Document excerpt >>
◇ ◇ ◇ ◇ ◇ ◇ ◇
There is within my spirit, a deep sense of urgency, and
almost foreboding,
about the future. And after realizing what I saw and felt
before Katrina, I
have to share this heaviness on my heart.
We need to be focused on reaching out to people, because
time is short.
People will be coming to us for answers in the midst of
chaos. We here in
the Northwest are not immune to natural and manmade
disasters. It happened
in New York on 9-11, out of the blue. It happened in
Florida, with several
hurricanes right in a row last year. They weren't ready. It
happened in New
Orleans, and they didn't expect anything either. It's
happening in Texas
right now. Something, anything, COULD happen here as well.
Are we as
Christians ready? Are our houses in order? Are we praying for
and reaching
out to people now? Are we ready to reach out to people when
our own physical
worlds collapse? Are you prepared mentally, physically, and
spiritually, to
not only stand tall and strong if/when you yourself lose
everything, but to
also stand strong and tall, as a lighthouse on a rock, for
other people to
come to, and seek God from?
There are a growing number of Christians that I talk with,
that feel this
same sense of urgency that I feel, overshadowing us. That we
need to be
turning our homes into sanctuaries for people to find God.
That we need to
be
focused on the ministry of reaching out to hurting people,
and that God is
going to bring many people to our doorsteps that we need to
be ready for. I
cannot describe what I feel. And it is not just me alone,
but others as
well, that as we have come together and shared, we have all
been feeling the
same thing.
Please don't take me wrong. I am not a doomsday prophet. But
God DID warn
Joseph in a dream of 7 coming years of famine, and Joseph
wisely and
carefully prepared, and in so doing, saved the messianic
line from
extinction. I can't help but think that God is going to
bring a LOT of
people to our various doorsteps, and soon, and that we need
to be ready to
minister to both their physical and spiritual needs. Can you
say that you
are as prepared as Joseph was? I cannot describe the
incredibly deep sense
of urgency I feel (and have felt for a while now) about time
being short,
and that I need to be about my Father's business, reaching
out to people
right now, getting this place operational, and being ready
to reach out to
them in the future. We are out of time.
◇ ◇ ◇ ◇ ◇ ◇ ◇
Records provided >>
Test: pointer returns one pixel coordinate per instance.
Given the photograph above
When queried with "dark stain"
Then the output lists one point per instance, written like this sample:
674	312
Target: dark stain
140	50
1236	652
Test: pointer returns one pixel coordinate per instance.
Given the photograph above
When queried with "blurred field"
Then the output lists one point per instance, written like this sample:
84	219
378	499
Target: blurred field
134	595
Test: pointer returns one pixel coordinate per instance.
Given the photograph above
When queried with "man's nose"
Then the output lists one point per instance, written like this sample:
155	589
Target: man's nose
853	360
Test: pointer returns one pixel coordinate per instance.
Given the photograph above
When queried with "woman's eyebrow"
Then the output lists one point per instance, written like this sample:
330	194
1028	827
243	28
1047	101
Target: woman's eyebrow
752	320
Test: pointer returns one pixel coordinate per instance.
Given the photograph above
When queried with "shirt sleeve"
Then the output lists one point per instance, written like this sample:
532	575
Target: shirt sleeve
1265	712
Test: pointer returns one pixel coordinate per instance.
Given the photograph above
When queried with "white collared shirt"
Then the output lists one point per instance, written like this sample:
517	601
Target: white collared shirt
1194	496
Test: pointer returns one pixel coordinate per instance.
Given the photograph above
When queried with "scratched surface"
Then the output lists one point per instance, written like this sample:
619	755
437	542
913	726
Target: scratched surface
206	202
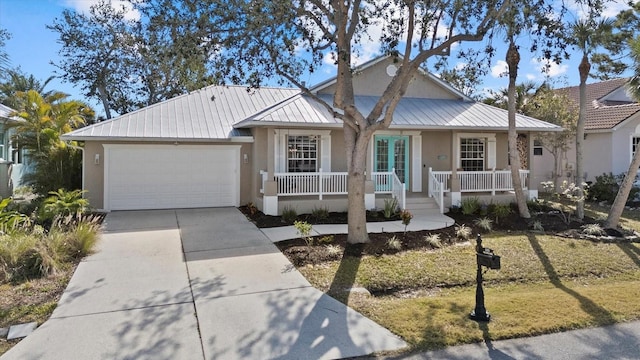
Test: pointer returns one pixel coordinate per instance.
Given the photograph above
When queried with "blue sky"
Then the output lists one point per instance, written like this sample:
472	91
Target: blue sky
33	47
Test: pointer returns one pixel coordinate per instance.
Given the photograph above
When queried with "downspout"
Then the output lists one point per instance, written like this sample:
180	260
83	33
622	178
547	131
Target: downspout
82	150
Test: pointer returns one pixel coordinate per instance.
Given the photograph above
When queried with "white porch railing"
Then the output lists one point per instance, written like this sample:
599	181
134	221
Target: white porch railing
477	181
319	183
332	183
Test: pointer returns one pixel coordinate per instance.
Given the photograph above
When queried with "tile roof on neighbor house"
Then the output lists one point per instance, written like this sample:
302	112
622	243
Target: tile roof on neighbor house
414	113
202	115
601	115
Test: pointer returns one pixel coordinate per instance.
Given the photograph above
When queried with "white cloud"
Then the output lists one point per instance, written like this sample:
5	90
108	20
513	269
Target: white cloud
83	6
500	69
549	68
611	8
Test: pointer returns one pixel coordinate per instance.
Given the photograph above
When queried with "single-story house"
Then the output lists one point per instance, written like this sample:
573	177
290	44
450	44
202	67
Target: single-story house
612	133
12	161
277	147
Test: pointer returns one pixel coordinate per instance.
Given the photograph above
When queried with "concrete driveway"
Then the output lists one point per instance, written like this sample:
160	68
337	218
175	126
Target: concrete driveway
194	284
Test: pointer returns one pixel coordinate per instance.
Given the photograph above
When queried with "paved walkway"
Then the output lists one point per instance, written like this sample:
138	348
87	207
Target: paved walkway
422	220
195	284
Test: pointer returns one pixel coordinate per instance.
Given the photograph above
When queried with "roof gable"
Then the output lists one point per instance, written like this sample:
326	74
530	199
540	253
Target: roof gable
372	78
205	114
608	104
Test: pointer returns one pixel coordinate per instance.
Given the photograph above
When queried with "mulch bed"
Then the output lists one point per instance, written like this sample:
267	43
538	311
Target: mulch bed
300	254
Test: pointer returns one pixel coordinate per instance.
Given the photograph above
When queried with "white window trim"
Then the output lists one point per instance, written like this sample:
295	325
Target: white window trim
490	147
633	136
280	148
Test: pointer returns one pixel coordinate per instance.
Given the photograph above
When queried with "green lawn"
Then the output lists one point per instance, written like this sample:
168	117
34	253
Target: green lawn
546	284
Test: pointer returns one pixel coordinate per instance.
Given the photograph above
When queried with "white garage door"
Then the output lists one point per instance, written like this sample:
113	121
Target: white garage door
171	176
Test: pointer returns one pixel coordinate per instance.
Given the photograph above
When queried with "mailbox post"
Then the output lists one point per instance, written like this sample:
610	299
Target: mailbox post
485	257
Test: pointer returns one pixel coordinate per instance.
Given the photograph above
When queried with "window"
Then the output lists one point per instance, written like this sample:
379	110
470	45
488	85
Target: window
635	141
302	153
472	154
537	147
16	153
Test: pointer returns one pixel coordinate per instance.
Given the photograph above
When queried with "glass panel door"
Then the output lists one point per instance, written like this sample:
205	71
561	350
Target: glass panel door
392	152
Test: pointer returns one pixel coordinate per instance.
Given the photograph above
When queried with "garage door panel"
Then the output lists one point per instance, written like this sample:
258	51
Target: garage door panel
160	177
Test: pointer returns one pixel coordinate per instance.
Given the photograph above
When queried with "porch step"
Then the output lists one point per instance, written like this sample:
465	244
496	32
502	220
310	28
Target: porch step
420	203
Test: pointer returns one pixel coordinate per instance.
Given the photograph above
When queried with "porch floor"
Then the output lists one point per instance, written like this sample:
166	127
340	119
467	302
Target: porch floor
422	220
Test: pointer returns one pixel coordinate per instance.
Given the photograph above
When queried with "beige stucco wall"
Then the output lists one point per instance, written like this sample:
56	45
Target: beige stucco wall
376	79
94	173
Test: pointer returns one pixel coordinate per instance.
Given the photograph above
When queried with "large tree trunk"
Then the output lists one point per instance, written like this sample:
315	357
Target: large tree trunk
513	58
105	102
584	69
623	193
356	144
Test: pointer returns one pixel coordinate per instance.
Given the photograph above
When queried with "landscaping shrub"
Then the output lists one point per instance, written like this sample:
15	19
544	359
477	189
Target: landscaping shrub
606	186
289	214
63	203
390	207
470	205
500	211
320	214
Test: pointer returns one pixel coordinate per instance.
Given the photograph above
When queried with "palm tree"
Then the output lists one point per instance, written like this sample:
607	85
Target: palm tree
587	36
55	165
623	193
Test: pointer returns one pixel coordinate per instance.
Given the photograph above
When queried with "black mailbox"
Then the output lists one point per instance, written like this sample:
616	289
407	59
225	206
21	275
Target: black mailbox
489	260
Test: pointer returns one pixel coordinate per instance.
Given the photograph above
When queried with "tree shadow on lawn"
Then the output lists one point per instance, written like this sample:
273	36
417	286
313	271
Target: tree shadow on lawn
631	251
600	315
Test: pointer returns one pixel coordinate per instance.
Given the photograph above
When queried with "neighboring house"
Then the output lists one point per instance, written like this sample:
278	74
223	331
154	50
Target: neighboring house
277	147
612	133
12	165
◇ ◇ ◇ ◇ ◇ ◇ ◇
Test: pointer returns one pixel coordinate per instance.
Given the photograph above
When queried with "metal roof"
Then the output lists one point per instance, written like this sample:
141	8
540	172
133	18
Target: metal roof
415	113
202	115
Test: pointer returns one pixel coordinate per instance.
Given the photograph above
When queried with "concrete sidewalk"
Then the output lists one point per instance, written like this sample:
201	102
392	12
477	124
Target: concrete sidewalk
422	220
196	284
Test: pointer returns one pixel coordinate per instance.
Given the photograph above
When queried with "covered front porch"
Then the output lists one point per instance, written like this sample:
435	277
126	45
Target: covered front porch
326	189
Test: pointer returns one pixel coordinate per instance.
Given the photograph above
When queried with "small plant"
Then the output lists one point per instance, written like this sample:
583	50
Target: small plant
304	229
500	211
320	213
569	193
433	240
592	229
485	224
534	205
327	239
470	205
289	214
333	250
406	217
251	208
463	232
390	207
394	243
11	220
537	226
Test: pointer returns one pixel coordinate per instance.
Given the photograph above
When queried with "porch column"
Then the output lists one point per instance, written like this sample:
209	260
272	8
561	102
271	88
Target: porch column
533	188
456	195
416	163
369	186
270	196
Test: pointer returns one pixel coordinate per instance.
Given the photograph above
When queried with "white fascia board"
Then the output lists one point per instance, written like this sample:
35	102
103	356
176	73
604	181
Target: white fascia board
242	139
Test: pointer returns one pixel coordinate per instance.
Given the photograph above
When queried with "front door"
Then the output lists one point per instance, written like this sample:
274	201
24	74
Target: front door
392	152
◇ ◇ ◇ ◇ ◇ ◇ ◇
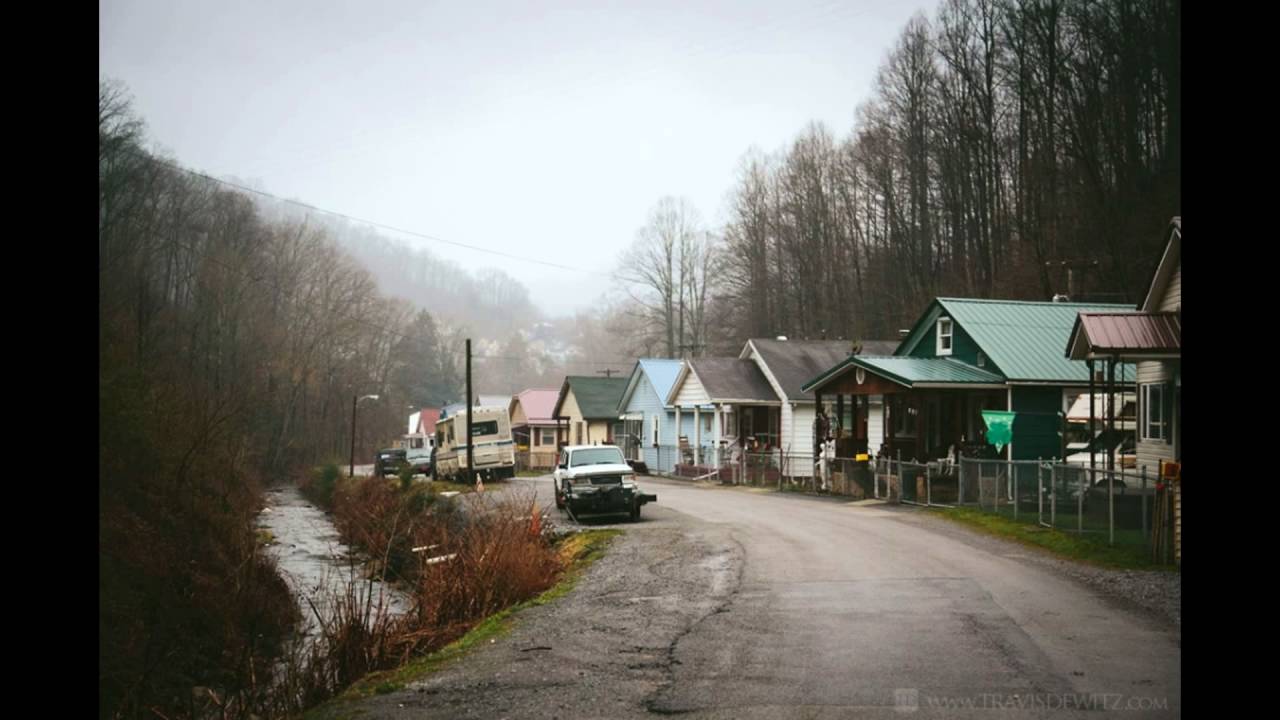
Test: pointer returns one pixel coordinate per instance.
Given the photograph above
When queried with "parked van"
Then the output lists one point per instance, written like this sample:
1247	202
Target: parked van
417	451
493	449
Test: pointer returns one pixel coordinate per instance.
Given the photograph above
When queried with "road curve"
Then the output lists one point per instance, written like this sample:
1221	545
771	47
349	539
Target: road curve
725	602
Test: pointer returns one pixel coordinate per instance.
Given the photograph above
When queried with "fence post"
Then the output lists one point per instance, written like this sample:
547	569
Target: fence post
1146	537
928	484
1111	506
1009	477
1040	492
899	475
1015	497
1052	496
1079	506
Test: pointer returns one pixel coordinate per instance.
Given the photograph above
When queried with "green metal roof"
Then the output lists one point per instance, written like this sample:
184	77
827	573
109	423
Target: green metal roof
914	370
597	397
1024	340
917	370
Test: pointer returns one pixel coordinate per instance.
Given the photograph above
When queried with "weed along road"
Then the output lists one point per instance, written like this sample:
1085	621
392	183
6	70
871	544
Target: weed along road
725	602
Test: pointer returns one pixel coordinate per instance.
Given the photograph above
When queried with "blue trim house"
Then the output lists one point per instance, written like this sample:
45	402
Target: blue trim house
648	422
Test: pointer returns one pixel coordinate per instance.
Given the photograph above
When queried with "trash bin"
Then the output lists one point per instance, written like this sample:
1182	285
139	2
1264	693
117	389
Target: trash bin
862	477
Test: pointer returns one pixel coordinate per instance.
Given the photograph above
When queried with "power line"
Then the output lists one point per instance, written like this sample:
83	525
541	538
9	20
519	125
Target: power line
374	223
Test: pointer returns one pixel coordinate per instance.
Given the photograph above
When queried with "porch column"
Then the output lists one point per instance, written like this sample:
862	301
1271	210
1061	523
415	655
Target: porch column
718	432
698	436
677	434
◇ ◇ ◇ ◇ ◇ ◇ ◇
What you have to do >>
State whether each statement agrees with the essay on urgency, answering yes or no and quoting the essay's deciding words. 1. The writer considers the Northwest safe from disasters. 2. Joseph was warned in a dream of seven years of famine. 3. The writer claims to be a doomsday prophet. The records were taken from a different source than the essay on urgency.

Final result >>
1. No: "We here in the Northwest are not immune to natural and manmade disasters."
2. Yes: "God DID warn Joseph in a dream of 7 coming years of famine"
3. No: "I am not a doomsday prophet."